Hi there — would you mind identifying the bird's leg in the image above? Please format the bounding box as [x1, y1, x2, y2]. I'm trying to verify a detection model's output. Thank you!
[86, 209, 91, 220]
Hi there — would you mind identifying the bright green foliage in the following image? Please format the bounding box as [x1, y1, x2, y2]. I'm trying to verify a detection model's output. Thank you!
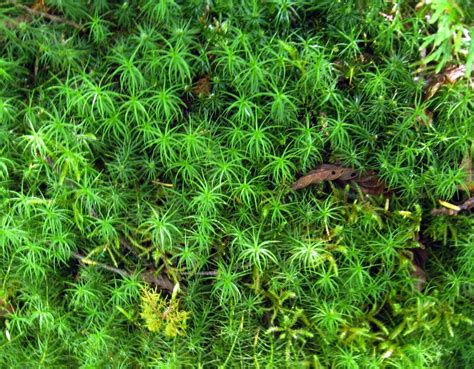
[0, 0, 473, 368]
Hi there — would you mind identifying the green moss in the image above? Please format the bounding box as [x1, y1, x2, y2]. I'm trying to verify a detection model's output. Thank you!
[0, 0, 472, 368]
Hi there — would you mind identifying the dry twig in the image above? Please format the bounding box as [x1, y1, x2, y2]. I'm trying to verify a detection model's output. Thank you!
[431, 198, 474, 216]
[5, 0, 82, 29]
[72, 252, 175, 291]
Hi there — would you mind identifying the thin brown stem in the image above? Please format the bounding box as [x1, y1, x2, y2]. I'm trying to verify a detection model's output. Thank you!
[7, 1, 82, 29]
[72, 252, 130, 277]
[431, 197, 474, 216]
[71, 252, 175, 292]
- - - - -
▸ **EXERCISE DIRECTIONS**: Print exactly and only the lines that start at the line with "Hi there — would you mind identifying the thin" and run through the end of the listing above.

▸ **SOLUTION TO THE EXERCISE**:
Hi there — would you mind identifying the thin brown stem in the image above? Please format the bounding box as [x1, y1, x2, y2]. I'm trying to verify a detection model's output. Thank you!
[7, 1, 82, 29]
[72, 252, 130, 277]
[431, 197, 474, 216]
[71, 252, 175, 292]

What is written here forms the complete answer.